**Assignment:** All lines from the one with "hey — spot the granite" through the last are to be given again exactly as they stand in the data below, and only those.

Segment Start: Exercise data

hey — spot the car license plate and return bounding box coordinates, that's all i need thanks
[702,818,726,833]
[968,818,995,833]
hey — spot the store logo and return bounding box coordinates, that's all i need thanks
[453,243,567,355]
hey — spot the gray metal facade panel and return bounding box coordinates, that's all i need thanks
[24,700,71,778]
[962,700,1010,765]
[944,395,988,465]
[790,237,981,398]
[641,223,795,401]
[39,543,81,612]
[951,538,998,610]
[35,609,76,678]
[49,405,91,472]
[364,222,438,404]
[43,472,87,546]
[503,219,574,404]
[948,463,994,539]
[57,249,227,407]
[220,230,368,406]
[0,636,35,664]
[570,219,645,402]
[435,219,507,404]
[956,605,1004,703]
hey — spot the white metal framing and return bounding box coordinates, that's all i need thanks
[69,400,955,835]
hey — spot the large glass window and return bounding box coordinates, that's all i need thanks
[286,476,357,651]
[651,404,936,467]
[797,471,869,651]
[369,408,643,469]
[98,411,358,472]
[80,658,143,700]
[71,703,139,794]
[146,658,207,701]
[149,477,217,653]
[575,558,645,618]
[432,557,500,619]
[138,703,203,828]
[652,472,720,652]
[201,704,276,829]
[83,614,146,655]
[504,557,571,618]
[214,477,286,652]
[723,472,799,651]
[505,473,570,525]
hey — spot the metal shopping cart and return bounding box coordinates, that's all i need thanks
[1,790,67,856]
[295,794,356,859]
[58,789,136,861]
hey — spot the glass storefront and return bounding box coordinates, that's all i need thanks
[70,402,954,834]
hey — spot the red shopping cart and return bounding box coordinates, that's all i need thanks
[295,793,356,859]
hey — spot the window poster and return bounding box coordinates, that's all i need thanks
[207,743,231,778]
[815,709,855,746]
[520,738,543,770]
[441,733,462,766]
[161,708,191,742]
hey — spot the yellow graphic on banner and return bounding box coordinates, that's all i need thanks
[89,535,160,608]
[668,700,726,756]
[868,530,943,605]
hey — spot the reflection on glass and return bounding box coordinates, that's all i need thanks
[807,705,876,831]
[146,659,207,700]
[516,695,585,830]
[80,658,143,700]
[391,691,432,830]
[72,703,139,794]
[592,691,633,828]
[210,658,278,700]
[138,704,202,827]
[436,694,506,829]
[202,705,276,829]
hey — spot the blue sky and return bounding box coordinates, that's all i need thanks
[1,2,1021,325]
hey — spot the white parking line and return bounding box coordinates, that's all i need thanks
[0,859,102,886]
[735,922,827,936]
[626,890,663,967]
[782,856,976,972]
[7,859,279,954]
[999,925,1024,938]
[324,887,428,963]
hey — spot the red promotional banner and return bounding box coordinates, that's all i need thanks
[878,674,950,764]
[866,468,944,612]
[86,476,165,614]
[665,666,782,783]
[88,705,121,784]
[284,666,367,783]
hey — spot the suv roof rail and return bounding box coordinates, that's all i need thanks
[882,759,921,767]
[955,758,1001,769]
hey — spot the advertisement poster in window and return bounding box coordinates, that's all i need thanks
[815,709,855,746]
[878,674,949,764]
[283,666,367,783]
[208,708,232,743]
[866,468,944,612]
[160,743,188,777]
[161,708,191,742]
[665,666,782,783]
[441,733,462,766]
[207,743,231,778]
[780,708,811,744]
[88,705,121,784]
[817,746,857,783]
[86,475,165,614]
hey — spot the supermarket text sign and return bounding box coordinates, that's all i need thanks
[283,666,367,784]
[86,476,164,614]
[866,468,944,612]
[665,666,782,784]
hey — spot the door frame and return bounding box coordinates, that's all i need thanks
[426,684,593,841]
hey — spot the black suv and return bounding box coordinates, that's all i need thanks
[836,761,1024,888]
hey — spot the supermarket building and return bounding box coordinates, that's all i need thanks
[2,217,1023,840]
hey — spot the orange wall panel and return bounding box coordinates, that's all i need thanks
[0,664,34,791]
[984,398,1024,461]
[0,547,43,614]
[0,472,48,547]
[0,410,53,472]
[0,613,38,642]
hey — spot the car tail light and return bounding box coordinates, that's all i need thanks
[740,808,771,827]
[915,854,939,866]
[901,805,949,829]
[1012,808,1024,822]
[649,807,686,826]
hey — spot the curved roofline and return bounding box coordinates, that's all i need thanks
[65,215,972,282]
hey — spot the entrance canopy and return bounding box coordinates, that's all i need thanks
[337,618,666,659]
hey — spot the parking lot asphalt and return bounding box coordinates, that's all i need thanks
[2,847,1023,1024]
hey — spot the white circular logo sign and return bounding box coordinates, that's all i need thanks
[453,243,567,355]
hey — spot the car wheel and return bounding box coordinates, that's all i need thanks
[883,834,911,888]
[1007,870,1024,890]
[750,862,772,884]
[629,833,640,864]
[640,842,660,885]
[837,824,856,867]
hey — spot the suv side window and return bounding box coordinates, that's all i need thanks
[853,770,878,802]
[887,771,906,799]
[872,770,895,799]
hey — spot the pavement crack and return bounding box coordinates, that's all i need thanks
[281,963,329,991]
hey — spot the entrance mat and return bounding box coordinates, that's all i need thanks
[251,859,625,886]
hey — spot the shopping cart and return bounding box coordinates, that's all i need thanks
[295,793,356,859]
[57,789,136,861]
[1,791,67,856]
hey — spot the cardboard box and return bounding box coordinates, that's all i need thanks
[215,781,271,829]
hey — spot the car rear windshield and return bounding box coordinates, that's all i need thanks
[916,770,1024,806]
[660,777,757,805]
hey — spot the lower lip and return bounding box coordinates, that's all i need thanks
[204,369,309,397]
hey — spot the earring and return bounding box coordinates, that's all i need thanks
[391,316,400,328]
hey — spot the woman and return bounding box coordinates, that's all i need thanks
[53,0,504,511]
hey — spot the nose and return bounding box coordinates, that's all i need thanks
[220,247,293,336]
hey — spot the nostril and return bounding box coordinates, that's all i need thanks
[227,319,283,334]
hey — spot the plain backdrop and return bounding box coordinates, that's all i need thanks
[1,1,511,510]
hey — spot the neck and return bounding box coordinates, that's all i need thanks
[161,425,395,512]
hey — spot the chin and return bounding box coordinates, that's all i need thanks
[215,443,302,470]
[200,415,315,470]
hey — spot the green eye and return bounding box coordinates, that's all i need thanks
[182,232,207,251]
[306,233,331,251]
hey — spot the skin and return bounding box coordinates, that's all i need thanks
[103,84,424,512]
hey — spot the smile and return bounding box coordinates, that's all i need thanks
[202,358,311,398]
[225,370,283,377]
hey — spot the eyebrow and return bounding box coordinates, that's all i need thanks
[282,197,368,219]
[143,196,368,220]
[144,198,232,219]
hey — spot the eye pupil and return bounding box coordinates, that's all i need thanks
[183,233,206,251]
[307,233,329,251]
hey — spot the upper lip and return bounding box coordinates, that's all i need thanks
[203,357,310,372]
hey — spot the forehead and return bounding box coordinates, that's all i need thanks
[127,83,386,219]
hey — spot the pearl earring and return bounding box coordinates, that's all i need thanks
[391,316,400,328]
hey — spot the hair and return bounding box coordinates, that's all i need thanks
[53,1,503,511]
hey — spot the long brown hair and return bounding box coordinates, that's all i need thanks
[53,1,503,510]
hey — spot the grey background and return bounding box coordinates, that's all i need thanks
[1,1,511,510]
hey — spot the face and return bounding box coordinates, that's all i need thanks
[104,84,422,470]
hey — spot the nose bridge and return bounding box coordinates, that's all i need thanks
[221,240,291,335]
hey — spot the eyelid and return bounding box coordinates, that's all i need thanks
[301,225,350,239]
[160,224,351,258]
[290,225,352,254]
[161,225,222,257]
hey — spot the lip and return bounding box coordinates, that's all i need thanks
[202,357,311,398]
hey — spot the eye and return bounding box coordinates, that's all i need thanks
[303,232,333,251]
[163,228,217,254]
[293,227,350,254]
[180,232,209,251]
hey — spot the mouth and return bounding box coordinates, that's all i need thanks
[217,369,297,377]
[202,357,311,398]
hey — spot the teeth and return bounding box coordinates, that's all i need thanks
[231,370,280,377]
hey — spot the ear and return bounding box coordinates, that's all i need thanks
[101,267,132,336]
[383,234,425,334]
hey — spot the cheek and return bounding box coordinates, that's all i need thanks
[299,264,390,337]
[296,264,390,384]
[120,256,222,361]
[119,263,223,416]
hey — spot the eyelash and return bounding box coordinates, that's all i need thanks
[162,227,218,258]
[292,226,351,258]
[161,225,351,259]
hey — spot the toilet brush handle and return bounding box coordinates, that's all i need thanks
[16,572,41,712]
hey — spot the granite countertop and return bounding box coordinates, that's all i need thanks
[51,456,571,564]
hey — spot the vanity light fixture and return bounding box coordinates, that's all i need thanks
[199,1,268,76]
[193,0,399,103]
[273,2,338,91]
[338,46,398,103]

Segment End: Exercise data

**Answer to this task:**
hey — spot the granite countertop and return bounding box coordinates, that's all i need thanks
[51,456,571,564]
hey — spot the vanity light fixture and return bounding box coordinates, that's all i need thanks
[199,1,268,76]
[193,0,399,103]
[273,2,338,91]
[338,46,398,103]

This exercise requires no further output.